**DIRECTIONS FOR THIS TASK:**
Copy every record verbatim but exclude the pictures.

#### DATA EXCERPTS ####

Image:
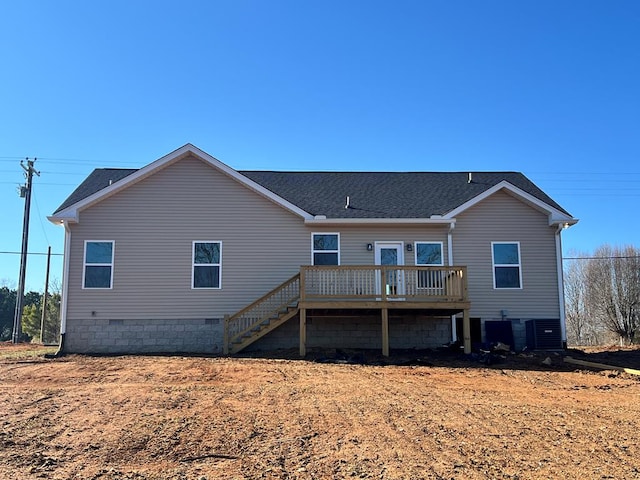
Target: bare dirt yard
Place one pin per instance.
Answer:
(431, 416)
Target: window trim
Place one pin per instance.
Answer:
(415, 249)
(194, 264)
(110, 264)
(314, 251)
(495, 265)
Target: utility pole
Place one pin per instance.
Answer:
(25, 192)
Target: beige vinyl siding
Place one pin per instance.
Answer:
(502, 218)
(353, 241)
(154, 223)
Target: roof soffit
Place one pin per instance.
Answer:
(71, 213)
(555, 216)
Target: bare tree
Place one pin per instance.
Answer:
(613, 289)
(583, 328)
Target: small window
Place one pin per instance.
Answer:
(326, 249)
(429, 253)
(207, 265)
(507, 272)
(98, 264)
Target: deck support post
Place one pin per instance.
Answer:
(466, 331)
(385, 332)
(303, 332)
(225, 336)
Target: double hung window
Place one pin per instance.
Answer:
(98, 264)
(429, 254)
(207, 265)
(507, 271)
(325, 249)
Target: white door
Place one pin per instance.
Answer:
(390, 253)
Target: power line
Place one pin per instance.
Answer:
(602, 258)
(31, 253)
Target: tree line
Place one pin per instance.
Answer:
(31, 315)
(602, 296)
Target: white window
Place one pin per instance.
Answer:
(507, 271)
(325, 248)
(428, 254)
(207, 265)
(98, 264)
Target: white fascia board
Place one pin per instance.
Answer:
(71, 213)
(380, 221)
(555, 216)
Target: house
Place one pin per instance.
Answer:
(189, 255)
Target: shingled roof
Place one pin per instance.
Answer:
(371, 194)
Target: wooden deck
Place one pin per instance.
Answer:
(438, 289)
(372, 286)
(442, 289)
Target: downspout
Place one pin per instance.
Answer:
(65, 287)
(452, 225)
(563, 326)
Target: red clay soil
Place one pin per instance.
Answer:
(432, 417)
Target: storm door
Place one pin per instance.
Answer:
(391, 280)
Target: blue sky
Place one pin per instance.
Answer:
(549, 88)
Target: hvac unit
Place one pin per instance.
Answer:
(544, 334)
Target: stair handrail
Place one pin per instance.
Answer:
(236, 320)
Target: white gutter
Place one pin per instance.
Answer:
(65, 279)
(322, 220)
(563, 326)
(452, 225)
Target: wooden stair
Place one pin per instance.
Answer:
(262, 316)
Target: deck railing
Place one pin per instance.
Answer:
(417, 283)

####

**ANSWER BOX:**
Image:
Target: bare dirt yard
Place one pin per instance.
Answer:
(431, 416)
Target: window trim
Place one pin per instance.
Answer:
(415, 249)
(194, 264)
(110, 264)
(314, 251)
(495, 265)
Target: utility pole
Place one pin per instance.
Answer:
(25, 192)
Target: beige vinyl siding
Place one pin per instance.
Answer:
(502, 218)
(353, 241)
(154, 223)
Target: roof soffit
Place one pin per instance.
Answer:
(71, 213)
(555, 216)
Target: bare tree
Place one pin per instance.
Answer:
(613, 289)
(583, 328)
Target: small window
Place one pin per instance.
Answer:
(326, 249)
(429, 253)
(207, 265)
(507, 272)
(98, 264)
Target: deck support post
Place one pin per instance.
Answer:
(466, 331)
(385, 332)
(303, 332)
(225, 336)
Target: double hung window
Place one pin per instance.
Answer:
(98, 264)
(429, 254)
(207, 265)
(507, 271)
(325, 249)
Target: white door
Place one pin per instance.
Answer:
(390, 253)
Target: power line
Place one pin per instance.
Answer:
(602, 258)
(31, 253)
Target: tree line
Place one pin per instance.
Answer:
(31, 315)
(602, 296)
Target: white window
Place one pin per instance.
Answer:
(507, 271)
(325, 248)
(428, 254)
(207, 265)
(98, 264)
Target: white fascia board
Place one pin per instance.
Answer:
(71, 213)
(380, 221)
(555, 216)
Target: house
Place one pin per instance.
Answer:
(189, 255)
Target: shingled roof
Place one pin per instance.
Answer:
(371, 194)
Target: wooden deck
Place one pin per instance.
Answer:
(438, 289)
(372, 286)
(442, 289)
Target: downspout
Place one pin per instance.
Answer:
(65, 287)
(452, 225)
(563, 326)
Target: red clay soil
Place one pin per instance.
Answer:
(432, 417)
Target: storm door
Place one pin per instance.
Answer:
(391, 280)
Target: blue sky
Place one pin per instance.
Answer:
(549, 88)
Target: hvac unit
Place one pin per instance.
Answer:
(544, 334)
Target: stair handrail
Place one pin per instance.
Answer:
(236, 320)
Target: white gutter
Place one pin per instance.
Answer:
(65, 279)
(322, 220)
(563, 326)
(452, 225)
Target: wooden stair
Place one pin per instance.
Answer:
(262, 316)
Target: deck railing
Place one pin per instance.
Answer:
(417, 283)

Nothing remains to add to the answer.